- [Material for this exercise]:

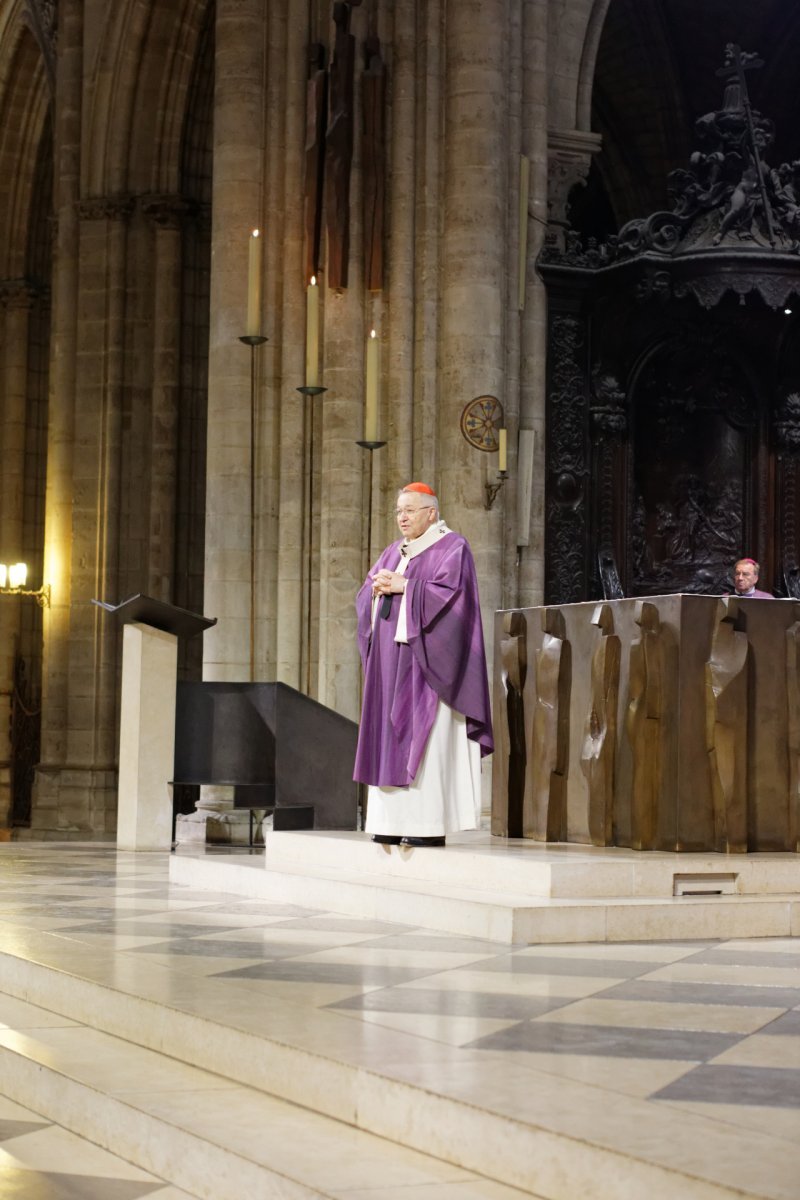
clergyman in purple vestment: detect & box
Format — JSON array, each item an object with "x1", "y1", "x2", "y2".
[
  {"x1": 730, "y1": 557, "x2": 772, "y2": 598},
  {"x1": 354, "y1": 483, "x2": 493, "y2": 848}
]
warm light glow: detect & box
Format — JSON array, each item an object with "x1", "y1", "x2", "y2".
[
  {"x1": 365, "y1": 328, "x2": 379, "y2": 442},
  {"x1": 0, "y1": 565, "x2": 6, "y2": 588},
  {"x1": 9, "y1": 563, "x2": 27, "y2": 588},
  {"x1": 305, "y1": 276, "x2": 320, "y2": 387},
  {"x1": 247, "y1": 229, "x2": 262, "y2": 336}
]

- [What is needed]: Could you give all the records again, exactly, minus the pictures?

- [Expected answer]:
clergyman in purple vestment: detect & box
Format — JSON array, each item an object with "x1", "y1", "x2", "y2".
[
  {"x1": 730, "y1": 557, "x2": 772, "y2": 598},
  {"x1": 354, "y1": 483, "x2": 493, "y2": 848}
]
warm light glow: detect & box
Format — JSON array, each item an object with "x1", "y1", "x2", "y2".
[
  {"x1": 365, "y1": 328, "x2": 379, "y2": 442},
  {"x1": 0, "y1": 565, "x2": 6, "y2": 588},
  {"x1": 9, "y1": 563, "x2": 27, "y2": 588},
  {"x1": 305, "y1": 276, "x2": 320, "y2": 387},
  {"x1": 247, "y1": 229, "x2": 262, "y2": 336}
]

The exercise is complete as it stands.